Every line of the records below from the line with "positive clicks: (202, 128) (211, 127)" up to and including the line with "97L39 90L37 102L44" must be reproduced exactly, and no line outside that range.

* Data for this exercise
———
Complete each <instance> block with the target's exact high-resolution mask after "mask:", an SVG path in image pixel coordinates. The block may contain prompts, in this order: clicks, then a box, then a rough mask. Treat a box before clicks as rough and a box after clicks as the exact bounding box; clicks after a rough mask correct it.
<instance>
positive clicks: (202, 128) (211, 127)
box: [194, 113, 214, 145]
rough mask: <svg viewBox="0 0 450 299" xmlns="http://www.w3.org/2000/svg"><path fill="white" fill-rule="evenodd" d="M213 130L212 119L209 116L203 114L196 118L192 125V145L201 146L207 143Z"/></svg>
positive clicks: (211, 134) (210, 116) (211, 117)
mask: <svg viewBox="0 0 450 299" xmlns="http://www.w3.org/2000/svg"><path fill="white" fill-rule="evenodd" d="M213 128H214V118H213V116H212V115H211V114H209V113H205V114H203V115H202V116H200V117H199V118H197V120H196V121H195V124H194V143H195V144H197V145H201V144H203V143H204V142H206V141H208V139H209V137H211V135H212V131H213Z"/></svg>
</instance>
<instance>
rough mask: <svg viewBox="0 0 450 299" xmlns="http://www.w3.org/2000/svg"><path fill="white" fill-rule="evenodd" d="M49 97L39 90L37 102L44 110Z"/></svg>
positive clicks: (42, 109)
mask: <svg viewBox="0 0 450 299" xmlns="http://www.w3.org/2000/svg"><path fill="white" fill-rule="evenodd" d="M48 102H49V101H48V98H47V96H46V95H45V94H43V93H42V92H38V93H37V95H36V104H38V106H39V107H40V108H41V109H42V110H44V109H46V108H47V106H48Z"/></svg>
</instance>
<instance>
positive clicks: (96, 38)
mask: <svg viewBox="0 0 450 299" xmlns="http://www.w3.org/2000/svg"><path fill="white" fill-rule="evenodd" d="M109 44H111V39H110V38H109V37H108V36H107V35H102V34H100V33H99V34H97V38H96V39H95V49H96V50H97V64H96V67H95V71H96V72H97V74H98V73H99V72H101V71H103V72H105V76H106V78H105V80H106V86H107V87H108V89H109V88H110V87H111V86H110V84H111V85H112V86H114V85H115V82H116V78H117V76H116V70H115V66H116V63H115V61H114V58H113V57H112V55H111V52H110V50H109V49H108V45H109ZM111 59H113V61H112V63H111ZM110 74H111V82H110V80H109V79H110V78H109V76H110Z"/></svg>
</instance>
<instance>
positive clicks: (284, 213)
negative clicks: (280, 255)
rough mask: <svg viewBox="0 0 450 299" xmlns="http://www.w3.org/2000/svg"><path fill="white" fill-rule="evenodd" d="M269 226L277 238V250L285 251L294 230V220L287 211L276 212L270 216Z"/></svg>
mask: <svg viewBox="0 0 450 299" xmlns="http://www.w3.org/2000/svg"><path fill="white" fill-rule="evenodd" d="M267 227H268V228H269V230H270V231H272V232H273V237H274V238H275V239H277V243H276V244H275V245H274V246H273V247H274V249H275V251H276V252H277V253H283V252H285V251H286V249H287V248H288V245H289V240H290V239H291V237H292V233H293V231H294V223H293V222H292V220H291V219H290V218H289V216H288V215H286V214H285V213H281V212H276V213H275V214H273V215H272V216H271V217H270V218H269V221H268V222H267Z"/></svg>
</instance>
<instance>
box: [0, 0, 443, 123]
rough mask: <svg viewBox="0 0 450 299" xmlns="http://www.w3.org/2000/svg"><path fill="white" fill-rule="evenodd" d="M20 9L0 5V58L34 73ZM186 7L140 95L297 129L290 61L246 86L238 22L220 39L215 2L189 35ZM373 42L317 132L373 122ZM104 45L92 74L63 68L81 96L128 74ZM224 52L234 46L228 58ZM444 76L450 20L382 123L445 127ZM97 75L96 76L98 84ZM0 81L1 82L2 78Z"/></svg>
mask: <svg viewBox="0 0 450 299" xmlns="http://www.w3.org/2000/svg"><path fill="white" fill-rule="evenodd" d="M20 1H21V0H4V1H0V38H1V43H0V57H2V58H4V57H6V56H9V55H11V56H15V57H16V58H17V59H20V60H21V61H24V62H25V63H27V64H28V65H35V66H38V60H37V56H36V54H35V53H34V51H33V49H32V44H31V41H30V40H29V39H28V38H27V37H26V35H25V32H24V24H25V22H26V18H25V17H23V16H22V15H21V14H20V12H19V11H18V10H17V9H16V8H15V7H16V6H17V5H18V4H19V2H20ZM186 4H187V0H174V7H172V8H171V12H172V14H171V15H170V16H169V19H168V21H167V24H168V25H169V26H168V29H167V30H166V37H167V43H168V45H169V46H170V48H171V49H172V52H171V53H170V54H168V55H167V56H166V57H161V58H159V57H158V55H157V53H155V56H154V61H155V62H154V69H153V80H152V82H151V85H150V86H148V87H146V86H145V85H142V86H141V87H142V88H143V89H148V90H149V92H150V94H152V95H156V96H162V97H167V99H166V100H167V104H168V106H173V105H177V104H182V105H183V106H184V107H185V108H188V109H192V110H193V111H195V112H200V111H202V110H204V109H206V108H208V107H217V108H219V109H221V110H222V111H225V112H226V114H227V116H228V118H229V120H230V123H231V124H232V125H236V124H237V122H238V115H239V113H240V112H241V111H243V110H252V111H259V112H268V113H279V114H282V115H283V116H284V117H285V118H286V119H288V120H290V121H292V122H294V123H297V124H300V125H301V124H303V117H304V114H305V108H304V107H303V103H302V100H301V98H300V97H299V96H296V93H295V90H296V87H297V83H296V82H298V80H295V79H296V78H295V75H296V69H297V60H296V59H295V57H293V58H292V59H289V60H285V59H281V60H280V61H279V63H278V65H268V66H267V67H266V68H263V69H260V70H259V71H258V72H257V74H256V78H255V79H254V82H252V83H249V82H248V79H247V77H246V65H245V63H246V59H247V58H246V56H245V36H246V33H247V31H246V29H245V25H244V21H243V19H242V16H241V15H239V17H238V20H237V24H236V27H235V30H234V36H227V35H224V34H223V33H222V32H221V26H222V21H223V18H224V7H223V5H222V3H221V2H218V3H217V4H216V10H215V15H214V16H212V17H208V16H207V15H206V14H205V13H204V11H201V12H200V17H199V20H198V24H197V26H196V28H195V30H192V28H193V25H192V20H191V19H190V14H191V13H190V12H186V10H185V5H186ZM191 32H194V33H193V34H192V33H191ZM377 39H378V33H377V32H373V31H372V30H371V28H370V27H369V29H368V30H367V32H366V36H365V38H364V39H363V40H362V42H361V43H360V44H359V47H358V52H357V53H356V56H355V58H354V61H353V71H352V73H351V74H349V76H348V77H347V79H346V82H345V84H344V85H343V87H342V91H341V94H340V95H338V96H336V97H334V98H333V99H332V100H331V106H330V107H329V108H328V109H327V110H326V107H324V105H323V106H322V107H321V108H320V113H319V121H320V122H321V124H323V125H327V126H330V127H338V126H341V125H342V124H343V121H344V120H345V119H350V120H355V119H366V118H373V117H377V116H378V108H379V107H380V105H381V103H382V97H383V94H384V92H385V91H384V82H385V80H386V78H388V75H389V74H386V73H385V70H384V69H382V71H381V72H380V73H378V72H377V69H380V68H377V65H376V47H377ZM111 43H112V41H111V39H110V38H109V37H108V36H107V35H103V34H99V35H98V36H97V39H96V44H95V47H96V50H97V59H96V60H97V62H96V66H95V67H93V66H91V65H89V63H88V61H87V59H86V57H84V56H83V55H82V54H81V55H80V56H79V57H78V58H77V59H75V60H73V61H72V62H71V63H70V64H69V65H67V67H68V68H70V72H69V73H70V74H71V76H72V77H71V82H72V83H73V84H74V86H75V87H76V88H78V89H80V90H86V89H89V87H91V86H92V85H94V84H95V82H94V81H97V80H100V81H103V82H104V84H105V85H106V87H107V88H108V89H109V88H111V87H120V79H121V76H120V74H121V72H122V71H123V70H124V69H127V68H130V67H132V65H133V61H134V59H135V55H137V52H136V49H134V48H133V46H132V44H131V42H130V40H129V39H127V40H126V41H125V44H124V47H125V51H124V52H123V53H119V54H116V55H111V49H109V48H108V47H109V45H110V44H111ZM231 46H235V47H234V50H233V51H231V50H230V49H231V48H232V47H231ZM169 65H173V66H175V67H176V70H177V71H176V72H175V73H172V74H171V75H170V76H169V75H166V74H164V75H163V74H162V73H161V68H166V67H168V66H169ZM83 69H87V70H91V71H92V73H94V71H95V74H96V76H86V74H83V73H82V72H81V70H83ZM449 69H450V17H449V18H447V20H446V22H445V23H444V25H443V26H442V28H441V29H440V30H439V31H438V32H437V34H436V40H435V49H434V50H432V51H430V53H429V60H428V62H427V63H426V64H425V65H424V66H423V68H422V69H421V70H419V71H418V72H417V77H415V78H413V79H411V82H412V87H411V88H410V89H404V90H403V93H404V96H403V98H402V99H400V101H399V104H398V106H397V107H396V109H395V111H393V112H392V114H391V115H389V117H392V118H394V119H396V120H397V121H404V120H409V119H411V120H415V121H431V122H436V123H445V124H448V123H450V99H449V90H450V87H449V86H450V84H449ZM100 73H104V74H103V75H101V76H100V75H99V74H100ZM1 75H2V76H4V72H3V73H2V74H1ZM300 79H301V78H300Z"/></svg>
———
* Reply
positive clicks: (202, 128) (211, 127)
box: [194, 113, 214, 145]
rough mask: <svg viewBox="0 0 450 299" xmlns="http://www.w3.org/2000/svg"><path fill="white" fill-rule="evenodd" d="M213 130L212 119L209 116L203 114L196 118L192 125V145L201 146L207 143Z"/></svg>
positive clicks: (211, 134) (210, 116) (211, 117)
mask: <svg viewBox="0 0 450 299" xmlns="http://www.w3.org/2000/svg"><path fill="white" fill-rule="evenodd" d="M213 128H214V118H213V116H212V115H211V114H209V113H205V114H203V115H202V116H200V117H199V118H197V120H196V121H195V124H194V143H195V144H197V145H201V144H203V143H204V142H206V141H208V139H209V137H211V135H212V131H213Z"/></svg>
</instance>
<instance>
rough mask: <svg viewBox="0 0 450 299" xmlns="http://www.w3.org/2000/svg"><path fill="white" fill-rule="evenodd" d="M49 97L39 90L37 102L44 110Z"/></svg>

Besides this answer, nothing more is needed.